Work order |
Edit the essay on war from "In retrospect, World" through "the core powers." so that "Germany" reads "the Third Reich" wherever it occurs, and write out the edited stretch.

Document section |
George Friedman
Last week my friend and colleague, Jacek Bartosiak, wrote a piece for GPF titled “The Scalable World War Ahead,” in which he warned that the world is descending into the abyss of near-global war. The most important argument he made was that there was a new dynamic in the world in which wars will grow as a cancer, with cells dividing until the world is fully consumed.
I disagree with what I will call the theory of war as metastasis generally, and particularly in our time. Wars occur between nation-states, rising from the particular interests of each nation-state. In general, wars originate from fear or greed. A nation calculates that the threat from another nation is best met by preemptive action. This occurs in the particular circumstance in which a nation fears what another nation will become, and risks war on the assumption that going to war will prevent the rise of another nation. The fear could be of the not-yet-harnessed power of the opponent or the possibility of the power of an ally. War can also arise from greed, or the desire to acquire something of strategic value from another nation – in which case the calculation of power assigns a probability of success on the nation initiating the war.
The decision to go to war is initiated by one party that tends to want to avoid an expansion of the war, or will at least wait until the first war is settled before expanding the war and increasing the chance of failure. The defending country tends to seek allies, if the attacker’s calculation of relative power is correct. The cost of alliance is normally high, and the desire to intervene exists only under particular circumstances. Cascading wars are thus possible but not likely. In this sense, most wars are self-limiting.
In retrospect, World War II appears to be a cascading war, but it was so only in a limited sense. There were two separate wars, one in the Pacific and one in Europe. The former did not cascade. The participants at the beginning defined the war until its end. In Europe, the war was really two wars, both involving Germany. One was Germany against the Anglo-French alliance, the other against the Soviet alliance. Neither the Pacific nor the European war metastasized far beyond the core powers.
The Cold War pitted NATO against the Warsaw Pact, and it had a distinctly nuclear flavor. The Cold War in Europe never turned into war because nuclear weapons increased the potential cost of war enormously. The war did spread to parts of Asia, Africa and Latin America, but these were non-critical conflicts for both sides.
One of the limiters of war involving major powers is the fact that most have nuclear weapons. A war between China and the United States would be possible only if one side were confident it could neutralize the other’s weapons. Absent that, the danger would be in winning the war. In extremis, where the nation’s fundamental interests were threatened by conventional forces, the nation might choose a nuclear option. The potential winner would have to assume that a nuclear response is possible, and would have to calculate whether the potential risks of victory would be worth the prize. Pre-nuclear limits on cascading wars would have a nuclear response added to the equation. Notably, the notion of tactical nuclear weapons creates the illusion of utility. The most widely available tactical nuclear weapons have a lethality of a large fraction of the bombs that destroyed Hiroshima. There are smaller ones, but they are either so small as to not justify their use relative to conventional weapons or sufficiently devastating to make a large city uninhabitable.

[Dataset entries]

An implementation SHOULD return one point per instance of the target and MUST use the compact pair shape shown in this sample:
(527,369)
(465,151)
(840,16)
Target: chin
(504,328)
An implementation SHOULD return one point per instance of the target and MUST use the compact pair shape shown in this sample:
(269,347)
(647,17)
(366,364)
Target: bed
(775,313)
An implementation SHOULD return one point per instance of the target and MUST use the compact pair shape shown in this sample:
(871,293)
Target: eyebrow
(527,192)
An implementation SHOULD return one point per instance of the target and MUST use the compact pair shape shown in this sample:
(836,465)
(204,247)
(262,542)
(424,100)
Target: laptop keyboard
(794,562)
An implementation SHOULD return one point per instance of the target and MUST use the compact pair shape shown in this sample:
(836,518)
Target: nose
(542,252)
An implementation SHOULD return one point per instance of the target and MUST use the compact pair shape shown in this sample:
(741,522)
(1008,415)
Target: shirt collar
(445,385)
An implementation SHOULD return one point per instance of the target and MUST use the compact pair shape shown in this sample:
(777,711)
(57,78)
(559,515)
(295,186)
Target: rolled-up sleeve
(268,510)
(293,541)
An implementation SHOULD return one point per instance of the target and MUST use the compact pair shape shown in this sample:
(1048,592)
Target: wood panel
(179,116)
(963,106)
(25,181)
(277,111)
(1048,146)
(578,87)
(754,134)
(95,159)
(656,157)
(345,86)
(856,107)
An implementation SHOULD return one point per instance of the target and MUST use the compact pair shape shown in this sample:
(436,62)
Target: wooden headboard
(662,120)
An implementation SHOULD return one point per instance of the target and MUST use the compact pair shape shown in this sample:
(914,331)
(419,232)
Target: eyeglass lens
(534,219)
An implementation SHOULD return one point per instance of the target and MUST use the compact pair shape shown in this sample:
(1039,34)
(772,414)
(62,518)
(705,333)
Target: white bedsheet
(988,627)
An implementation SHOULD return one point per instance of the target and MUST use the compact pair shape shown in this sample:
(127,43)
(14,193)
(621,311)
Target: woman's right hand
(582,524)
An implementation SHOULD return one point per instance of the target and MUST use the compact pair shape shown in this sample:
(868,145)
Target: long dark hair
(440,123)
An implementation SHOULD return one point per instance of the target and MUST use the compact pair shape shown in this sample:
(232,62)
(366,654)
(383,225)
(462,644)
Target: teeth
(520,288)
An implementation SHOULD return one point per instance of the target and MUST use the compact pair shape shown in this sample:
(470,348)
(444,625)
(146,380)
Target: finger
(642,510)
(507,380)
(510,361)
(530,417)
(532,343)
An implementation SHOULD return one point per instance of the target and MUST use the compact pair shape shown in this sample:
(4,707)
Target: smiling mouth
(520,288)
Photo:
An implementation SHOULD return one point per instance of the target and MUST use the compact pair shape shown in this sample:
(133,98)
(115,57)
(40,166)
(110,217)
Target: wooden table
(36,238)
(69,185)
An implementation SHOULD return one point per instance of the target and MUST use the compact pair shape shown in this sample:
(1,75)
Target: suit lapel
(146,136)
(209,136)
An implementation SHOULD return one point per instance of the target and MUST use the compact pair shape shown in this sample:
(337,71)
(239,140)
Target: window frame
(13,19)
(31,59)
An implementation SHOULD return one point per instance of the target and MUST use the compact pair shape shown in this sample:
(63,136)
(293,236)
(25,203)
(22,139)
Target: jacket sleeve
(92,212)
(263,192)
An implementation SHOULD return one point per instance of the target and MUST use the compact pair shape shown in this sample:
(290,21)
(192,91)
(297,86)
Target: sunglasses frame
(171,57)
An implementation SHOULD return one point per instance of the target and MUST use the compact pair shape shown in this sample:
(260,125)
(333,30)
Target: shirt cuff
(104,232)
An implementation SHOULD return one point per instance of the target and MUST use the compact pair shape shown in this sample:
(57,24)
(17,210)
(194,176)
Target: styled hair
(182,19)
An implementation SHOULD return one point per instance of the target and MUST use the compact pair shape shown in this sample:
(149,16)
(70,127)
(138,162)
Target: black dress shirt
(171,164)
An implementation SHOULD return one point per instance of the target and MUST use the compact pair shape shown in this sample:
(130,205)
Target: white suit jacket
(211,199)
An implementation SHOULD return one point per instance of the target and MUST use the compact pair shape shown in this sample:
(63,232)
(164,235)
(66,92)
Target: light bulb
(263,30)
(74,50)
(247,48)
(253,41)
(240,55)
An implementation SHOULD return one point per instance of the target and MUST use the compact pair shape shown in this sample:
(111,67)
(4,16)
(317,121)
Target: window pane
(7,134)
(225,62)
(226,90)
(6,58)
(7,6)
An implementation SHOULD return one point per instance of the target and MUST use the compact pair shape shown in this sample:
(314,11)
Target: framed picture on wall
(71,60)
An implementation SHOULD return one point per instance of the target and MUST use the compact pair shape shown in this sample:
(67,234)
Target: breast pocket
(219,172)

Answer space |
In retrospect, World War II appears to be a cascading war, but it was so only in a limited sense. There were two separate wars, one in the Pacific and one in Europe. The former did not cascade. The participants at the beginning defined the war until its end. In Europe, the war was really two wars, both involving the Third Reich. One was the Third Reich against the Anglo-French alliance, the other against the Soviet alliance. Neither the Pacific nor the European war metastasized far beyond the core powers.